Records shown:
----------

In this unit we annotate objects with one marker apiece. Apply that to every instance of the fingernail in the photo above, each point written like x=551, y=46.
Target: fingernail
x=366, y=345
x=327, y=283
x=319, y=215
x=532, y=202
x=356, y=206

----------

Request:
Return every entry above word for word, with each line unchanged and in its original order.

Reply:
In this unit we annotate objects with one marker apiece. Apply that to every instance of the fingernail in the photo above, each point written like x=551, y=46.
Target: fingernail
x=366, y=345
x=327, y=283
x=319, y=215
x=532, y=202
x=356, y=206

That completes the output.